**Data supplied**
......
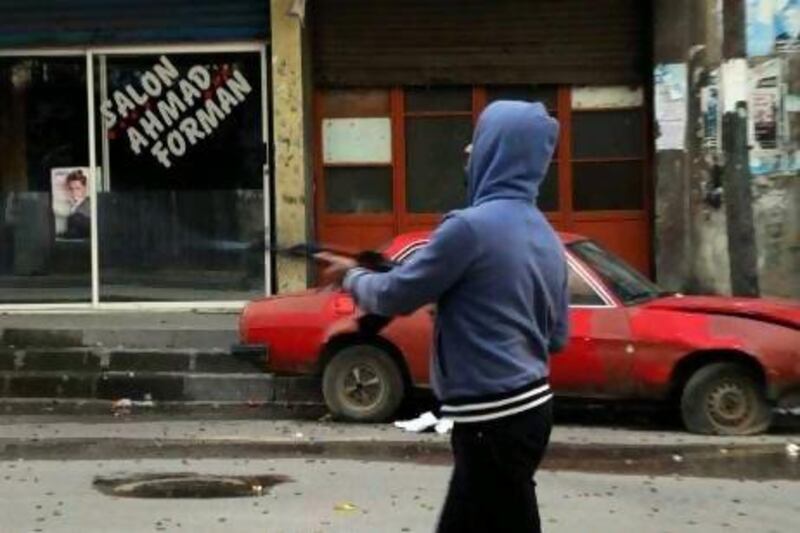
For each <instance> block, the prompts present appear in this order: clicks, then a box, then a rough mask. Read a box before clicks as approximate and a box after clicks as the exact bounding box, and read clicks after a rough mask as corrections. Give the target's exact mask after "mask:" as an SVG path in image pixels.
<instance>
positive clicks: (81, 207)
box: [50, 167, 92, 239]
mask: <svg viewBox="0 0 800 533" xmlns="http://www.w3.org/2000/svg"><path fill="white" fill-rule="evenodd" d="M50 179H51V188H52V189H51V190H52V195H53V202H52V203H53V220H54V221H55V222H54V223H55V233H56V236H57V237H59V238H62V239H88V238H89V236H90V232H91V221H92V214H91V213H92V211H91V204H90V199H89V168H88V167H59V168H53V169H51V170H50Z"/></svg>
......
Transcribe every line from the records above without alteration, and leave out the images.

**Task answer**
For each <instance> block, the prompts present appear in this order: clicks, then a box, then a rough mask. Read a box before clicks as approximate and a box after clicks as the exact bounding box, and read clicks after a rough mask as corrections. Give the target's exact mask after "mask:" as an SVG path in image pixels.
<instance>
positive clicks: (81, 207)
box: [50, 167, 92, 239]
mask: <svg viewBox="0 0 800 533" xmlns="http://www.w3.org/2000/svg"><path fill="white" fill-rule="evenodd" d="M50 179H51V188H52V189H51V190H52V195H53V202H52V203H53V220H54V221H55V222H54V223H55V233H56V236H57V237H59V238H62V239H88V238H89V236H90V232H91V221H92V214H91V213H92V211H91V204H90V199H89V168H88V167H59V168H53V169H51V170H50Z"/></svg>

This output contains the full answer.